(GIVEN TASK)
Please render all of the entries below as a numbered list, leaving out any blank lines.

(RECORDS PROVIDED)
-- Start --

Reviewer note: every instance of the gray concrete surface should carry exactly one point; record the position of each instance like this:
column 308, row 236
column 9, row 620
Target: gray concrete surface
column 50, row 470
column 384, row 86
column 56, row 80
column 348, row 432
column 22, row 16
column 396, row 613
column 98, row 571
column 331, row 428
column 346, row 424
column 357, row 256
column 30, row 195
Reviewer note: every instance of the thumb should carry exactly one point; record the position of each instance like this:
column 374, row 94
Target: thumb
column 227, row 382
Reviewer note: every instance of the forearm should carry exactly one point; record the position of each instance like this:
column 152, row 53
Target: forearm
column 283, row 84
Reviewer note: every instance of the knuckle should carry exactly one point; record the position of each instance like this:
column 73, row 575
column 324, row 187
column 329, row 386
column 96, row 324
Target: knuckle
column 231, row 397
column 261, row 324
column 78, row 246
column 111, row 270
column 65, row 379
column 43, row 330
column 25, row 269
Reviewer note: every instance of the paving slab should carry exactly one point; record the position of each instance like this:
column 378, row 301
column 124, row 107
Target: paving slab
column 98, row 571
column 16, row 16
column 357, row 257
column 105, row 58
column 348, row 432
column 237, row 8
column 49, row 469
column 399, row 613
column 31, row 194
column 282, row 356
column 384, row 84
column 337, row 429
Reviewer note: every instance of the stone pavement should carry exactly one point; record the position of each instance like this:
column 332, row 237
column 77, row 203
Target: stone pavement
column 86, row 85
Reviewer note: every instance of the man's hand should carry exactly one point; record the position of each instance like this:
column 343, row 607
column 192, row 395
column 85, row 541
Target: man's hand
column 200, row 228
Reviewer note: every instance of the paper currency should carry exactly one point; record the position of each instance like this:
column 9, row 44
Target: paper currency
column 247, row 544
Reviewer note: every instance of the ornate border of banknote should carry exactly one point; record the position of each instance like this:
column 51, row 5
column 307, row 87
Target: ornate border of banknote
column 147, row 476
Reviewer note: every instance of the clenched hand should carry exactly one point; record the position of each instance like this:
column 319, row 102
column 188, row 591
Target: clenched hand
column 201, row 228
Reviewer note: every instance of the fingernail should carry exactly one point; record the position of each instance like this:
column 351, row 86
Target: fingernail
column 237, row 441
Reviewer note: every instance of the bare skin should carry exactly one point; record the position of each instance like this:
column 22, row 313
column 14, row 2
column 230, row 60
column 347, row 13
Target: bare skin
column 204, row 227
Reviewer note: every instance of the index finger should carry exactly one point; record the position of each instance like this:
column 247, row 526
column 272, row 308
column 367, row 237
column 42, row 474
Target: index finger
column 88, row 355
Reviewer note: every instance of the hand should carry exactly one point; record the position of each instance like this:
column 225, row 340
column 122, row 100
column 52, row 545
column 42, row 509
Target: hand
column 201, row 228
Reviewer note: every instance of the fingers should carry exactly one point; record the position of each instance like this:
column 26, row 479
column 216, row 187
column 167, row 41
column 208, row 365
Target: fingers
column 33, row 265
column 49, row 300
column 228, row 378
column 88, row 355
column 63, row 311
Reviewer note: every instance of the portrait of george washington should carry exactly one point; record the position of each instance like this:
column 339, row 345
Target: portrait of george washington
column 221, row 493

-- End --

(FULL SOLUTION)
1. Reviewer note: every instance of the gray concrete surface should carry exactly one point; record the position of each instance like this:
2. column 308, row 236
3. column 9, row 620
4. Target: gray concrete surface
5. column 50, row 470
6. column 384, row 86
7. column 56, row 80
8. column 348, row 432
9. column 22, row 16
10. column 396, row 613
11. column 98, row 571
12. column 331, row 428
13. column 346, row 424
14. column 357, row 256
15. column 30, row 195
16. Reviewer note: every instance of the thumb should carry exactly one point; record the position of each instance like this:
17. column 374, row 94
18. Target: thumb
19. column 227, row 382
20. Reviewer note: every instance of the forearm should carry exactly one point; record the position of each instance like this:
21. column 152, row 53
22. Target: forearm
23. column 283, row 84
24. Reviewer note: every instance of the knuckle should carry exactly one point; record the position of each instance like this:
25. column 73, row 575
26. column 324, row 187
27. column 329, row 386
28. column 96, row 324
29. Target: knuckle
30. column 231, row 397
31. column 261, row 324
32. column 78, row 246
33. column 111, row 270
34. column 65, row 379
35. column 43, row 330
36. column 25, row 269
37. Reviewer note: every instance of the paving slab should carry exactly one point; record the position of each instance like this:
38. column 378, row 301
39. column 124, row 107
40. Target: paving slab
41. column 98, row 571
42. column 16, row 16
43. column 357, row 257
44. column 105, row 58
45. column 348, row 432
46. column 237, row 8
47. column 49, row 469
48. column 399, row 613
49. column 31, row 194
50. column 282, row 356
51. column 384, row 84
52. column 337, row 429
53. Reviewer note: every instance of the stone pavement should carry exactly one point; record the position of each instance like this:
54. column 332, row 237
55. column 77, row 203
56. Target: stone pavement
57. column 86, row 85
58. Reviewer note: every instance of the man's hand should carry exactly one point; record the position of each instance like this:
59. column 343, row 607
60. column 192, row 395
61. column 85, row 541
62. Target: man's hand
63. column 200, row 228
64. Reviewer note: every instance of the paper currency should carry exactly one point; record the position of each instance like this:
65. column 9, row 44
66. Target: paper currency
67. column 247, row 544
68. Reviewer note: every instance of the ornate border of banknote should carry exactly one point; record the position of each instance like this:
69. column 51, row 5
70. column 307, row 87
71. Target: ornate border of banknote
72. column 147, row 476
73. Reviewer note: every instance of the clenched hand should carry exactly one point; record the position of each instance like this:
74. column 319, row 102
75. column 188, row 591
76. Target: clenched hand
77. column 201, row 228
78. Reviewer note: every instance of the fingernail should carry exactly one point; record the position of each instance like this:
79. column 351, row 86
80. Target: fingernail
81. column 237, row 441
82. Reviewer note: every instance of the bare skin should carry exactly one point; record the position of each instance like this:
83. column 22, row 313
84. column 14, row 2
85. column 230, row 60
86. column 347, row 13
87. Target: bare skin
88. column 204, row 227
89. Reviewer note: every instance of the index finger should carry exactly one point; record the position of each instance like this:
90. column 247, row 526
91. column 272, row 308
92. column 367, row 237
93. column 42, row 474
94. Target: index finger
95. column 88, row 355
96. Reviewer note: every instance of the hand should carry exactly one point; record the position of each instance like this:
97. column 225, row 340
98. column 122, row 100
99. column 52, row 545
100. column 42, row 509
101. Target: hand
102. column 201, row 228
103. Reviewer note: every instance of the fingers should carry exactly one point; record the position of each instance like this:
104. column 26, row 479
105. column 216, row 187
106. column 167, row 41
107. column 208, row 365
108. Target: fingers
109. column 33, row 265
110. column 49, row 300
111. column 228, row 378
112. column 88, row 355
113. column 63, row 311
114. Reviewer note: every instance of the portrait of george washington should carry exactly one point; record the position of each instance like this:
115. column 339, row 345
116. Target: portrait of george washington
117. column 221, row 493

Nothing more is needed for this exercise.